Work instruction |
Your output should be the line that contains "Expected behaviour: for every instance of the smiling" and all lines after it in the records, retyped exactly through the last one.

Image-grounded pointing data

__________________________________________________

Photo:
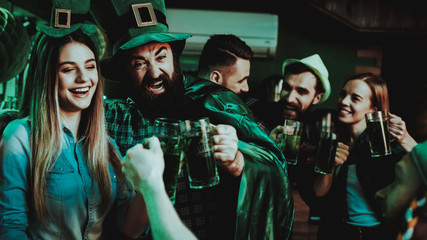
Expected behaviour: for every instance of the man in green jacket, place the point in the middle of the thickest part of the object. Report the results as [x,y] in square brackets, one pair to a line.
[254,197]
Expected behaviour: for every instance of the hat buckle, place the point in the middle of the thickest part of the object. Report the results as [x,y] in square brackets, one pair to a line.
[62,18]
[144,14]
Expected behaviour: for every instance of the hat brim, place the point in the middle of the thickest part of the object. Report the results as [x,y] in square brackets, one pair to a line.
[323,79]
[153,37]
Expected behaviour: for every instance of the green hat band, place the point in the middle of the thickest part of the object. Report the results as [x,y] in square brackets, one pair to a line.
[128,20]
[87,29]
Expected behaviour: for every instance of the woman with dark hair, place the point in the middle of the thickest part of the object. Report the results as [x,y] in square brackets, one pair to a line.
[351,211]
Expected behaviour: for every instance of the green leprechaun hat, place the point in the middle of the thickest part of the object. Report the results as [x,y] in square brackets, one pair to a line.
[68,16]
[133,23]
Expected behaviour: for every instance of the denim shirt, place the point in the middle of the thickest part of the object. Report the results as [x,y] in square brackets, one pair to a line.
[73,198]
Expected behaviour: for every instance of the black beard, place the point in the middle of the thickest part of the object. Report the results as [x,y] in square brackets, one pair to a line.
[166,103]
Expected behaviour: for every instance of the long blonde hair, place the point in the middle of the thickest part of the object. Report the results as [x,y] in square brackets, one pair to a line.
[40,104]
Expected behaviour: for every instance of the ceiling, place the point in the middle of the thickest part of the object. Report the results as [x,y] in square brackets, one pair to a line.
[360,16]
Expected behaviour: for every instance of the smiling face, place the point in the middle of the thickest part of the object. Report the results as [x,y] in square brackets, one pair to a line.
[155,78]
[299,93]
[150,68]
[77,77]
[354,102]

__________________________________________________

Task answer |
Expected behaviour: for every instance of the smiling face, place the point in the middle of the thickest part of the object. Report the results as [x,y] in square brackets, one pair to a line.
[155,78]
[299,93]
[150,68]
[77,77]
[354,102]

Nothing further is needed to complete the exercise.